Task to complete:
This exercise calls for an exact transcription. Set down every record below.
○ ○ ○ ○
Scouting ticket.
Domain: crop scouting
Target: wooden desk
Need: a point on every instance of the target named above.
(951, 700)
○ ○ ○ ○
Response below:
Scouting ticket.
Domain: crop scouting
Target: wooden desk
Need: a point on every instance of the target named above.
(951, 700)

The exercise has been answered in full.